◆ Text:
= = =
“To him, the garden was a living laboratory,” garden curator and plant biology professor Frank Telewski said. “He wanted his students to be keen observers of their environment. He’d say, ‘Tell me what you see,’ over and over, and as the students gave answers, he kept pushing them. He just told them to keep squinting.”
The Beal Botanical Garden turned 140 this year, and the garden’s history was honored Saturday with a small anniversary celebration featuring guided tours and cider and doughnuts.
Telewski discussed Beal’s many accomplishments — hybridizing corn and planting trees throughout campus and the rest of the state as well as advising farmers about deforestation and weeds.
In 1876, Beal corresponded with evolutionary scientist Charles Darwin, expressing a desire to hybridize corn. Darwin wrote back that he was “glad you intend to experiment” in a letter that Beal cherished and hung in his office.
He was then inspired to cross genetic lines of corn, and his original experiment led to the hybrid corn people eat today, rich in kernels and produced in large yields, Telewski said.
Beal began an experiment in 1879 that has been passed down among garden curators throughout the years — trying to find out how long seeds remain viable in soil. Beal planted different species of seeds in glass bottles filled with sand and buried them on campus, excavating them over time to see which seeds germinated, Telewski explained.
Telewski excavated the bottles in 2000 and found two species germinating — one of these, the moth mullein, is the flowering plant used as the garden’s symbol.
Landscape architecture junior Emily Prieskorn has been working in the garden since her freshman year and said taking care of the garden has been incredibly rewarding.
“It brings joy to people and it connects them to the natural world,” Prieskorn said. “Plants offer so much. It creates a people-plant connection.”
The historic garden is a modern-day classroom for MSU students in a variety of majors, and it’s also part of a global network with the International Seed Exchange Program, Telewski said.
“Global institutions can order seeds from each other and teach each other,” Telewski said. “It’s a great way to maintain biodiversity.”
Students of any academic background are encouraged to apply for a job or volunteer in the Beal Garden, according to Pete Murray, who supervises Beal’s student employees.
“We’re lucky in the sense that students come through this beautiful area and ask if and how they can work. We fill our needs quickly,” Murray said. “And Beal picked a spot that can never be developed by the university — it’s a little hidden secret on a flood plane next to the Red Cedar. He was a visionary.”
= = =
◆ Raw data:

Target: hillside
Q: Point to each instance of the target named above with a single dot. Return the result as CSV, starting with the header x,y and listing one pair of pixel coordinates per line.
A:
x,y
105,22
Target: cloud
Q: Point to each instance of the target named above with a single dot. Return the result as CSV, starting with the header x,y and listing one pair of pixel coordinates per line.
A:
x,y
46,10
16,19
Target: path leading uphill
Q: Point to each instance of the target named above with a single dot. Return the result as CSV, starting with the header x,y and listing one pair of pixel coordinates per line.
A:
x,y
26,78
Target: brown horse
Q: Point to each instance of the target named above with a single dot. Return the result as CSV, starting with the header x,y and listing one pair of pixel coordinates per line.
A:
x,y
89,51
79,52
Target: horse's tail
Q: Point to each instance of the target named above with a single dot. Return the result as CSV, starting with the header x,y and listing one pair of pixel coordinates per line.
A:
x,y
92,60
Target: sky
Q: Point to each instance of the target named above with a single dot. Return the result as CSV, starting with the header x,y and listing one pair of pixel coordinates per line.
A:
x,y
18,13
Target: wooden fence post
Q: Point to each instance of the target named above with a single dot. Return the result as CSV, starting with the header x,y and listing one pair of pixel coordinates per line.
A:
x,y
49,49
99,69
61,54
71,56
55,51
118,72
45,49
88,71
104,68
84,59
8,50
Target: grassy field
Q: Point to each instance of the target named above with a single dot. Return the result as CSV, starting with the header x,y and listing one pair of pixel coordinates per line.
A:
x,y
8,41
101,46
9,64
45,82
= = =
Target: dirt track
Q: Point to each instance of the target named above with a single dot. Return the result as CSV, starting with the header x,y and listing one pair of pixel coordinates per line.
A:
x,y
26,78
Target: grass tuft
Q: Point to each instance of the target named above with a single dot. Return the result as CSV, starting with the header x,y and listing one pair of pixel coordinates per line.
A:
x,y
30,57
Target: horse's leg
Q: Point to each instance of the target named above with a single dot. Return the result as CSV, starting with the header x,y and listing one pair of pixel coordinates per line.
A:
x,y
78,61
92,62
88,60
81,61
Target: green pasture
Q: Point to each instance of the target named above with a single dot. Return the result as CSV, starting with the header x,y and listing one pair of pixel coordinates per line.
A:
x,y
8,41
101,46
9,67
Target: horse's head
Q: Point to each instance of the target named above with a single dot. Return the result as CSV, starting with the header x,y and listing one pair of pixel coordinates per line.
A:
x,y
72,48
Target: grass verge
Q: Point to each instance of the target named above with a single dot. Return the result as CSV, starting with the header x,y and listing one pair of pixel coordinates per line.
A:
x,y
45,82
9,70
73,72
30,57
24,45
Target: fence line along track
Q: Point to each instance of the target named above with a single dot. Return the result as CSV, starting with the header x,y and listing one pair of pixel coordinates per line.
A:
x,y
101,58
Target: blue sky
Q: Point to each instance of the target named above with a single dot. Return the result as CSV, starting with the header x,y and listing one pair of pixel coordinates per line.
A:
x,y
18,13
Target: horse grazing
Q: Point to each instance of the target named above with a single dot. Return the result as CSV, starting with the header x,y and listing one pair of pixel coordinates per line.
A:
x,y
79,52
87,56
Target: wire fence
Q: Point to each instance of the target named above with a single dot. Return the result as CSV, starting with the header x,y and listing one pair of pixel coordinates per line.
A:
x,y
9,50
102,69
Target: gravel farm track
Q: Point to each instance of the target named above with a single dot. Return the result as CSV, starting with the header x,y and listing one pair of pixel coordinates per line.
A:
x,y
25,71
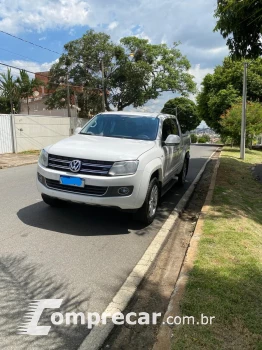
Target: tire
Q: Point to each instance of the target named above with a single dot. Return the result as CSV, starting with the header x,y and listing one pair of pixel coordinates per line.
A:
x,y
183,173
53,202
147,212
= = =
◆ Task description:
According to the garden article, why did Beal bury bottles of seeds on campus in 1879? Answer in one to three sentences. The items have no connection to the article about the Beal Botanical Garden.

◆ Completed exercise:
He wanted to find out how long seeds remain viable in soil. He buried glass bottles filled with sand and different species of seeds, then dug them up over time to see which seeds would germinate.